(Region pointing data)

☆ ☆ ☆ ☆ ☆ ☆ ☆

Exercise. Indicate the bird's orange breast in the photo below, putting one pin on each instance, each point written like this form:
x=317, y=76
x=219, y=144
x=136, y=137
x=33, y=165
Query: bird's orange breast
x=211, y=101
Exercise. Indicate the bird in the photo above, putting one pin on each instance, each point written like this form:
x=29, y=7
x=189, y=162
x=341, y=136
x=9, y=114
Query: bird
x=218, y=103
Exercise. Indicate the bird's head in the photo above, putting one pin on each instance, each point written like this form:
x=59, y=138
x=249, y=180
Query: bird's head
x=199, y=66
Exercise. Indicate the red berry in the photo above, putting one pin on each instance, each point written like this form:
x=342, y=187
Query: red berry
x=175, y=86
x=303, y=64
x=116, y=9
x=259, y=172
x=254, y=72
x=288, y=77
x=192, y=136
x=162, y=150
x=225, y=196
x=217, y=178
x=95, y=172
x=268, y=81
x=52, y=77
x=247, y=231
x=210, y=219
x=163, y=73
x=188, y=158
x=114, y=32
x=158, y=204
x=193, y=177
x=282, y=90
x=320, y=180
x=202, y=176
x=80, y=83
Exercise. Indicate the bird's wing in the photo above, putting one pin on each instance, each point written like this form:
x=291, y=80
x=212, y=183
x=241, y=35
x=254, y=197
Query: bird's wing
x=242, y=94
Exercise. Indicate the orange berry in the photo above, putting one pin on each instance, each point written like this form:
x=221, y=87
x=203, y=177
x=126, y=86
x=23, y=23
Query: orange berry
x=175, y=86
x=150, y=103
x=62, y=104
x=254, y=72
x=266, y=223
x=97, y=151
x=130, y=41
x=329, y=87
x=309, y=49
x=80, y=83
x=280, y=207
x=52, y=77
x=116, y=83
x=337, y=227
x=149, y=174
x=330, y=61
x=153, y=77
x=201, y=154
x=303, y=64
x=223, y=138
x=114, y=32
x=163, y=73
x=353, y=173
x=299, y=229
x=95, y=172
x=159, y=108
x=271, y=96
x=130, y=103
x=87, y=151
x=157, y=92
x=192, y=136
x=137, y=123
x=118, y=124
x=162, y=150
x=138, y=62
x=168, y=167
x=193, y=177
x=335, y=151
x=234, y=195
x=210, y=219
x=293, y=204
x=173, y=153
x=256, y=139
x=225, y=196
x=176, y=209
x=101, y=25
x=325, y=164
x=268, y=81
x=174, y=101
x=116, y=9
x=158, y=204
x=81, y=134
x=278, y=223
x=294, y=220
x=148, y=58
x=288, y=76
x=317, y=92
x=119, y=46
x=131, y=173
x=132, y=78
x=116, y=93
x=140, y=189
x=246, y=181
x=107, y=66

☆ ☆ ☆ ☆ ☆ ☆ ☆

**WORK INSTRUCTIONS**. Each record is to be given again in full, exactly as it reads.

**TASK ANSWER**.
Exercise. Indicate the bird's orange breast in the photo below, putting one pin on each instance, each point written like this form:
x=317, y=76
x=219, y=144
x=136, y=137
x=33, y=165
Query: bird's orange breast
x=211, y=101
Exercise. Indicate the bird in the photo above, putting one pin on each instance, each point written like this form:
x=29, y=7
x=189, y=162
x=341, y=136
x=9, y=114
Query: bird
x=218, y=103
Exercise. Indicate the bird's head in the photo above, putting one pin on each instance, each point written like this form:
x=59, y=138
x=249, y=180
Query: bird's head
x=199, y=66
Exercise. Indicate the red berry in the photo above, putting one pin on each instance, each point written like this form:
x=342, y=187
Query: red berry
x=175, y=86
x=303, y=64
x=116, y=9
x=259, y=172
x=254, y=72
x=288, y=77
x=192, y=136
x=162, y=150
x=225, y=196
x=217, y=178
x=95, y=172
x=268, y=81
x=52, y=77
x=247, y=231
x=210, y=219
x=163, y=73
x=188, y=158
x=114, y=32
x=158, y=204
x=193, y=177
x=282, y=90
x=320, y=180
x=202, y=176
x=80, y=83
Exercise. Indicate the bird's wing in the photo above, putting one pin on each instance, each point written like this form:
x=291, y=80
x=212, y=183
x=241, y=35
x=254, y=197
Query: bird's wing
x=242, y=94
Exercise. Indicate the orange berry in the photo above, putting one pin on each instance, each point written like this form:
x=221, y=87
x=203, y=177
x=126, y=86
x=23, y=23
Query: orange berry
x=175, y=86
x=150, y=103
x=62, y=104
x=254, y=72
x=266, y=223
x=97, y=151
x=130, y=41
x=329, y=87
x=309, y=49
x=80, y=83
x=280, y=207
x=52, y=77
x=116, y=83
x=337, y=227
x=149, y=174
x=330, y=61
x=153, y=77
x=201, y=154
x=303, y=64
x=223, y=138
x=114, y=32
x=163, y=73
x=353, y=173
x=299, y=229
x=95, y=172
x=159, y=108
x=271, y=96
x=130, y=103
x=87, y=151
x=157, y=92
x=192, y=136
x=137, y=123
x=118, y=124
x=162, y=150
x=138, y=62
x=168, y=167
x=193, y=177
x=335, y=151
x=234, y=195
x=210, y=219
x=293, y=204
x=173, y=153
x=256, y=139
x=225, y=196
x=176, y=209
x=101, y=25
x=325, y=164
x=268, y=81
x=174, y=101
x=116, y=9
x=158, y=204
x=81, y=134
x=278, y=223
x=294, y=220
x=148, y=58
x=288, y=76
x=317, y=92
x=119, y=46
x=131, y=173
x=132, y=78
x=116, y=93
x=140, y=189
x=246, y=181
x=107, y=66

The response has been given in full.